## Objectif de la tâche
Remplace « innermost point » par « central point » dans chacune des lignes suivantes, sans rien modifier d'autre.

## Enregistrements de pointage
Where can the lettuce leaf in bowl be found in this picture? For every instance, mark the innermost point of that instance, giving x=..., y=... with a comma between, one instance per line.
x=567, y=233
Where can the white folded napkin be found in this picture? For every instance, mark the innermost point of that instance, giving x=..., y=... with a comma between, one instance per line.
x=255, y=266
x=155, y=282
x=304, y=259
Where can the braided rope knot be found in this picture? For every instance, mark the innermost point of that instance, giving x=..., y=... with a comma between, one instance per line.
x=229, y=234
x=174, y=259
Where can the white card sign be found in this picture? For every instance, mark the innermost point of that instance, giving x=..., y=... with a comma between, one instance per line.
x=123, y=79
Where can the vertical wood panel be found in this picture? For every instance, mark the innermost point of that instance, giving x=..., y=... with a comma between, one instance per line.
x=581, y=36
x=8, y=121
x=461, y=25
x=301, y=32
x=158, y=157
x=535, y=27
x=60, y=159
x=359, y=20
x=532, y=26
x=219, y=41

## Réponse
Where can the lettuce leaf in bowl be found in this picture? For every instance, mark the central point of that instance, giving x=..., y=... with a comma between, one instance per line.
x=567, y=233
Where can the white folded napkin be found in this picture? For every instance, mark the central point of that instance, giving x=..., y=... with a comma between, one instance per line.
x=255, y=266
x=155, y=282
x=304, y=259
Where can the braided rope knot be found in this picture? For every instance, mark the central point of that instance, giving x=..., y=... with a comma between, one instance per line.
x=229, y=234
x=174, y=259
Where can the white card sign be found in this picture? For every instance, mark the central point of that instance, giving x=..., y=... with a comma between, one instance per line.
x=123, y=79
Where can the vertical wood panel be found in this picture? For every instance, mark the central point of that instance, giving x=..., y=... with a comma between, one instance per line.
x=581, y=36
x=8, y=121
x=461, y=25
x=301, y=32
x=158, y=157
x=535, y=27
x=60, y=159
x=359, y=20
x=532, y=26
x=219, y=41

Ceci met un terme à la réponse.